#### [PAGE]
::::::

EXHIBITION
Is This Tomorrow?
14 February – 12 May 2019
Galleries 1, 8 & 9
Visions of the future from leading architects and artists are unveiled at Whitechapel Gallery in February 2019 for headline exhibition Is This Tomorrow? . Creative practitioners from around the world are brought together in 10 groups specially selected by Whitechapel Gallery with participants working together for the first time, highlighting the exciting potential of collaboration. They present original projects addressing today’s key issues including new technologies, the environment, migration and resource scarcity. More than 60 years on, Is This Tomorrow? takes as its model the groundbreaking 1956 Whitechapel Gallery exhibition This is Tomorrow.
COLLECTION
Readings
“la Caixa” Collection of Contemporary Art
17 January – 28 April 2019
8 May – 1 September
Gallery 7
Internationally acclaimed authors explore Spain’s leading collection of contemporary art in this series of four displays taking place over the course of a year. Each writer curates a display of artworks and contributes new writing based on their selection. Preeminent Spanish novelist Enrique Vila-Matas (b. 1948, Spain) brings an intuitive and personal approach to “la Caixa” Collection of Contemporary Art for the first display, opening in January 2019. Selecting figurative works by artists Gerhard Richter (b. 1932, Germany), Dominique González-Foerster (b. 1965, France) and Dora García (b. 1956, Spain), he also includes landscape by Spanish and European artists of his generation. The first institutional collection to focus on contemporary art in the post-Franco era, “la Caixa” was founded in Barcelona in 1985 to foster dialogue between Spanish and international art. It now includes more than 1,000 works by international artists across the mediums of painting, sculpture, photography, installation and film.
ARCHIVE
Queer Spaces: London, 1980s – Today
2 April – 25 August 2019
Gallery 4
How has the changing landscape of London affected the lives of queer people? This exhibition considers the loss of hundreds of community venues around London through market-led redevelopment and how this has changed the capital’s queer scene. It presents work by artists concerned with the disappearance of spaces where LGBTQ+ communities have gathered to socialise, explore their sexuality and try out new identities. Featuring rarely displayed archive material relating to the city’s queer spaces, gathered through extensive research by University College London’s Urban Laboratory. With works by Tom Burr (b. 1963, USA), Ralph Dunn (b.1969, UK), Evan Ifekoya (b.1988, Nigeria), Hannah Quinlan & Rosie Hastings (both b. 1991, UK) and Prem Sahib (b. 1982, UK) on show, the exhibition explores the radical inventiveness, creativity and unpretentiousness inherent within London’s queer spaces.
PROJECT
City Poems and City Music: Adrian Henri and Friends
11 April – 16 June 2019
Gallery 2
Poets, artists and musicians respond to the experience of urban life in this series of live events and exhibition. A live programme presents contemporary work on the theme of the city with performances from musician Thurston Moore (b. 1958, USA), poet CAConrad (b. 1966, USA) and British punk trio Big Joanie. The events accompany an exhibition drawing on the archives of Liverpool-based painter, poet and pioneering performance artist Adrian Henri (1932 – 2000), whose works from the 1960s and early 1970s focused on the city. The artist also featured in a Whitechapel Gallery 1975 exhibition which inspires this project. City Poems and City Music is guest curated by Catherine Marcangeli, Thurston Moore and Eva Prinz.

::::::

#### [DATA SEGMENT]
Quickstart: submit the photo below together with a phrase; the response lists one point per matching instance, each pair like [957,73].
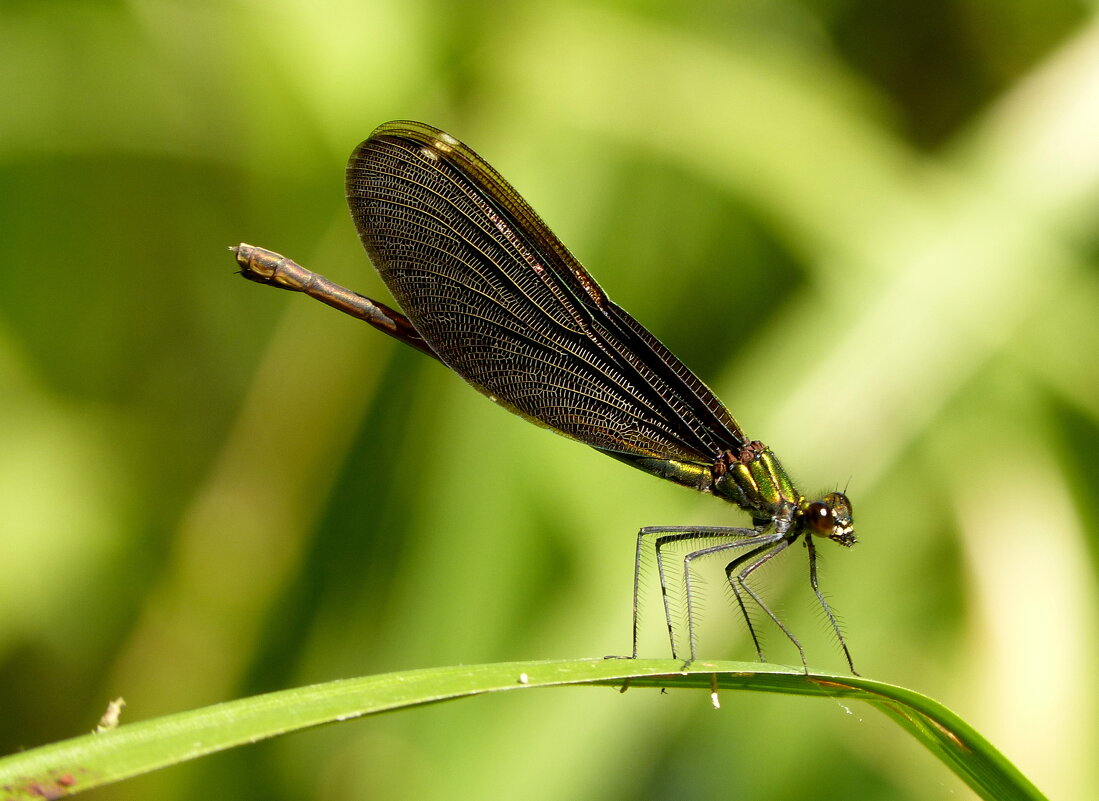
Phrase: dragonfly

::::::

#### [PROMPT A]
Rewrite the part of the exhibition listings starting with "14 February –" and going on through "This is Tomorrow.", putting "partnership" in place of "collaboration".
#### [PROMPT B]
According to the exhibition listings, in what year and in which city was "la Caixa" Collection of Contemporary Art founded?
#### [PROMPT C]
Continue the exhibition listings from where they stop.

#### [RESPONSE A]
14 February – 12 May 2019
Galleries 1, 8 & 9
Visions of the future from leading architects and artists are unveiled at Whitechapel Gallery in February 2019 for headline exhibition Is This Tomorrow? . Creative practitioners from around the world are brought together in 10 groups specially selected by Whitechapel Gallery with participants working together for the first time, highlighting the exciting potential of partnership. They present original projects addressing today’s key issues including new technologies, the environment, migration and resource scarcity. More than 60 years on, Is This Tomorrow? takes as its model the groundbreaking 1956 Whitechapel Gallery exhibition This is Tomorrow.

#### [RESPONSE B]
It was founded in Barcelona in 1985.

#### [RESPONSE C]
WRITER IN RESIDENCE
Sophia Al-Maria: BCE
15 January – 28 April 2019
Gallery 5 & 6
Marking the culmination of a year-long collaboration as Whitechapel Gallery’s Writer in Residence, this new project from artist, writer and filmmaker Sophia Al-Maria (b. 1983, US) draws on feminism and radical queer politics to consider themes of history and narrative. BCE presents two distinct creation myths side by side – one ancient, one new. It celebrates Al-Maria’s collaboration, established over the course of the residency, with artist Victoria Sin (b. 1991, Canada) who contributes a new creation myth in a specially-commissioned film work.
EXHIBITION
Michael Rakowitz
4 June – 25 August 2019
Iraqi-American artist Michael Rakowitz’s (b. 1973, USA) first major European survey presents a sequence of installations drawing on architecture, cultural artefacts and cuisine to tell stories of social ritual, conflict and loss. It encompasses work considering the citizen visionaries of post Soviet Hungary, Middle Eastern Beatles fans and the stone carvers of Afghanistan, with Rakowitz’s casts of players and objects revealing the legacy of colonisation, modernism and globalism. The artist’s life size replica of the gigantic lamassu, one of two monumental winged bulls that once guarded the gates of Nineveh in Iraq, currently features on Trafalgar Square’s Fourth Plinth. This recreation of an ancient mythological creature is made from everyday date syrup cans and is part of an epic endeavour to recreate all 7,000 objects looted from the Iraq Museum in 2003, as well as those destroyed more recently at archaeological sites like Nimrud, which will be represented in the exhibition.
The exhibition is co-curated with Castello di Rivoli, Turin
COMMISSION
Max Mara Art Prize for Women: Helen Cammock
26 June – 1 September 2019
Gallery 2
Helen Cammock (b. 1970, UK) presents an exhibition of new work exploring women’s voices, the result of an extraordinary six-month Italian residency in six Italian cities awarded to her as the winner of the prestigious Max Mara Art Prize for Women. Working with moving image, photography, writing, song, performance and printmaking, Cammock is interested in histories, storytelling and the excavation of lost or unheard voices – often mapped through her personal, social and political concerns around notions of blackness and womanhood, wealth and poverty. Her research for the Prize focuses on the expression of lament as a means of mourning, resilience and survival. Exploring women’s voices across Italian histories, her exhibition aims to create a collective, contemporary outcry for our times.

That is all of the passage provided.